▶ PASSAGE TO READ

A series of paint-can-sized pails are bobbing in the Straits of Florida where the Gulf of Mexico mingles with the Atlantic Ocean, ready to chronicle what impacts, if any, will descend on Dry Tortugas, Everglades, or Biscayne national parks from the Deepwater Horizon disaster.
Will a sheen of oil coat the beaches of the seven islands that comprise Dry Tortugas, the dozens of keys in the waters of Florida Bay that Everglades claims, and the coral reefs and shipwrecks that lie within Biscayne's waters? Will the oil arrive as relatively innocuous tar balls, or will the fluky currents that travel through the straits protect the parks by carrying the oil elsewhere?
Not only are white-sand beaches at risk from the oil, which as of Thursday was estimated to be about 200 miles west of Dry Tortugas, but perhaps more at risk are the rich marine resources of the parks. At Dry Tortugas, the Research Natural Area that surrounds the park's islands is a valuable preserve that is hoped to help fish populations rebound and to provide a sanctuary if you will for coral reefs, which face threats from anchor damage, degraded water quality, and warming oceans.
The natural area covers 46 square miles and complements the Tortugas Ecological Reserve, which covers 151 square miles. While the ecological reserve is in deeper water, the natural reserve is more shallow and valuable as a nursery grounds for many fish species. It is hoped that if these nurseries prove to be more productive, the benefits could one day be felt as far away as the Florida Keys.

▶ LISTED ENTRIES
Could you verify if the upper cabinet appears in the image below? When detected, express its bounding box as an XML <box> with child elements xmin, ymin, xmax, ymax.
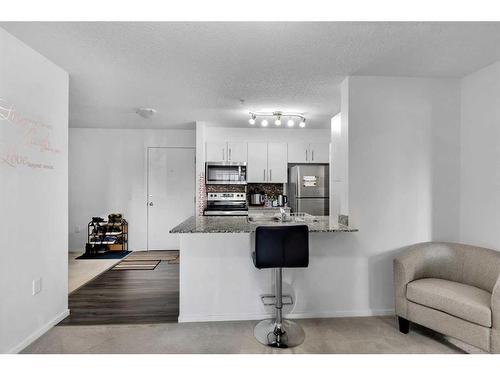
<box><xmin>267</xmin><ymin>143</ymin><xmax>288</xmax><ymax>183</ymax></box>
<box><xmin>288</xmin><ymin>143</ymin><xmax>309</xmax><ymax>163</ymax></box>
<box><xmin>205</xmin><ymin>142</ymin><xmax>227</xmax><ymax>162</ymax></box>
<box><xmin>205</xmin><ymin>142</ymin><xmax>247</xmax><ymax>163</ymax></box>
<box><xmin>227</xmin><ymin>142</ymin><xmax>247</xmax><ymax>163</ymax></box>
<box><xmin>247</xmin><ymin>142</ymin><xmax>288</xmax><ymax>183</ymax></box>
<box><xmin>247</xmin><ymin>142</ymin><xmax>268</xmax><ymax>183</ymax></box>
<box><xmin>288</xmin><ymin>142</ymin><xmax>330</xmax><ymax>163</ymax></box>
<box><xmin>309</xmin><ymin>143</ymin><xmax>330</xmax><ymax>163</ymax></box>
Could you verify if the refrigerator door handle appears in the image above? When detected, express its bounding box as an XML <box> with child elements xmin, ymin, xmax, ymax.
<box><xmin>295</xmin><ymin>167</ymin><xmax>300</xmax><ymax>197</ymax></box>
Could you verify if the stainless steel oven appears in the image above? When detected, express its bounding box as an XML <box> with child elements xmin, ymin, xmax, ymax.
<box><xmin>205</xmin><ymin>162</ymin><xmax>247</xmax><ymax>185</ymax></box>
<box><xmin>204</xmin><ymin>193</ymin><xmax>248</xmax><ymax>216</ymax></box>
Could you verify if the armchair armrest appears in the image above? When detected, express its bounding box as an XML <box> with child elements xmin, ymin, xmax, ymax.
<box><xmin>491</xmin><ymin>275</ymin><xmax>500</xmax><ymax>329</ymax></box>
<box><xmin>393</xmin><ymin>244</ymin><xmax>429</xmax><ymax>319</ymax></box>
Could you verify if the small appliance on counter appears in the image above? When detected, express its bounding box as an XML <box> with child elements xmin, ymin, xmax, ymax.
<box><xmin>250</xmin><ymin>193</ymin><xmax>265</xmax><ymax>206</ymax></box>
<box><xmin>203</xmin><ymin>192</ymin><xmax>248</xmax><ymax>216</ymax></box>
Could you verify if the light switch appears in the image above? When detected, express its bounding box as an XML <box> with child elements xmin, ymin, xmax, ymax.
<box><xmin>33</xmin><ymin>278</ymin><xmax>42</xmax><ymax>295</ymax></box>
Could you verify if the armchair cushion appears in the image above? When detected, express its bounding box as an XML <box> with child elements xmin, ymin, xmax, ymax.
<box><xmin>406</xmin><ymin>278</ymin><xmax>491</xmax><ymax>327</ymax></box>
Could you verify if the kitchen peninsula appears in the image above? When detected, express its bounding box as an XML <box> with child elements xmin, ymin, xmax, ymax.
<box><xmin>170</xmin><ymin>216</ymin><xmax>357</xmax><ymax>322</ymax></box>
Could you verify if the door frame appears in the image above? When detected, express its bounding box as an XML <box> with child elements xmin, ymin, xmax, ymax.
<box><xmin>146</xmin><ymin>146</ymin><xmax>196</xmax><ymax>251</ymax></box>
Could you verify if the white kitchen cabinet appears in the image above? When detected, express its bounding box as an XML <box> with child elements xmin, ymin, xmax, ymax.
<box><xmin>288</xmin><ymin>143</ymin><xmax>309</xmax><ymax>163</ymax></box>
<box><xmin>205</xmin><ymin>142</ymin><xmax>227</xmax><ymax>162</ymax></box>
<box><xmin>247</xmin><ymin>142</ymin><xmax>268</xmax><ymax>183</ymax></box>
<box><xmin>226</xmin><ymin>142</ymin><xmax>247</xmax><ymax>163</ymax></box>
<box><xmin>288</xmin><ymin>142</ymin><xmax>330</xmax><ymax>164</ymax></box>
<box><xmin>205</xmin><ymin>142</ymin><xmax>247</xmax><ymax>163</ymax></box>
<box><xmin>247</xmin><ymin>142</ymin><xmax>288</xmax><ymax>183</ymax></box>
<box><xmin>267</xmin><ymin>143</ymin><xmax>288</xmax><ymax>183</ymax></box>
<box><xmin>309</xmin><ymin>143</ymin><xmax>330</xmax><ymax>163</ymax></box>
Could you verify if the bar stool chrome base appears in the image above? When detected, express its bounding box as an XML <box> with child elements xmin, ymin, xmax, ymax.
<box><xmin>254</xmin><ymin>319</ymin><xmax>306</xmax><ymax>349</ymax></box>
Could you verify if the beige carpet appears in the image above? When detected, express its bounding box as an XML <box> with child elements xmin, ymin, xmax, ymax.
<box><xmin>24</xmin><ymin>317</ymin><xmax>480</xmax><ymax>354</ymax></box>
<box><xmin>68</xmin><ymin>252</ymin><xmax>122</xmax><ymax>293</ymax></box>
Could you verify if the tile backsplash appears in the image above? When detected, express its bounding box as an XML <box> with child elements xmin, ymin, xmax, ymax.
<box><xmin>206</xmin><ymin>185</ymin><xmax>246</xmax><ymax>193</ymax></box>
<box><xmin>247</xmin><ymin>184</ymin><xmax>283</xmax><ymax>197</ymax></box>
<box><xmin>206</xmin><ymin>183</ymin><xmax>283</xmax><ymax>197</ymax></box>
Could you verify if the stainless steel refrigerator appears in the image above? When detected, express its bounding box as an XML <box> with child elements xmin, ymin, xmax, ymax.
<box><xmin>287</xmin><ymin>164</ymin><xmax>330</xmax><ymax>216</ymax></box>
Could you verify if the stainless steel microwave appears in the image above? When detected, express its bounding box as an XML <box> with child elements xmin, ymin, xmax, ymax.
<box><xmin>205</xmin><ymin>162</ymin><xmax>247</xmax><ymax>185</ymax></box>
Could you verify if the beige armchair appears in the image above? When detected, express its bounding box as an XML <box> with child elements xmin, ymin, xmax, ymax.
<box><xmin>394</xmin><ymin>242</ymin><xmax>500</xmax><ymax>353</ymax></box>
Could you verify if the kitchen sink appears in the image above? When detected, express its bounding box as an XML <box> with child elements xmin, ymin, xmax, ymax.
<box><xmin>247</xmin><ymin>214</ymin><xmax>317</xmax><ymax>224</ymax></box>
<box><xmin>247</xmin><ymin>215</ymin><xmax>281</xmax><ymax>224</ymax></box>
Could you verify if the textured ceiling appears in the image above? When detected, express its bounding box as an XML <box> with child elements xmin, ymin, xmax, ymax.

▶ WHAT THIS EXERCISE ASKS
[a] According to the article on the oil threat to Florida's national parks, how many square miles does the Tortugas Ecological Reserve cover?
[b] Extend the article on the oil threat to Florida's national parks, beginning after its last sentence.
The entries have nothing to do with the article on the oil spill and Florida's national parks.

▶ RESPONSES IN ORDER
[a] 151 square miles.

[b]
Oil from the Deepwater Horizon catastrophe could jeopardize those benefits.
“We don’t know how it’s going to impact the RNA," said Larry Perez, the National Park Service's media point person in south Florida. "There are too many variables at the moment to even begin to guess. Most notably how, when, and if it’s going to hit, and if it does hit, what sort of form is that oil actually going to be in by the time it gets here? With all that up in the air, it’s kind of hard to say.”
To better understand any impacts that might develop in the weeks ahead, the Park Service has turned to the paint-can-like passive sentries formally called "semi-permeable membrane devices." These devices, known as SPMDs in shorthand, continuously sample the ocean waters in a bid to, essentially, catch a whiff of hydrocarbons. By deploying 20 sensors now around the three parks, the Park Service is tracing a baseline of conditions in the parks' waters that can be revisited when, and if, oil from the Deepwater Horizon incident reaches the parks.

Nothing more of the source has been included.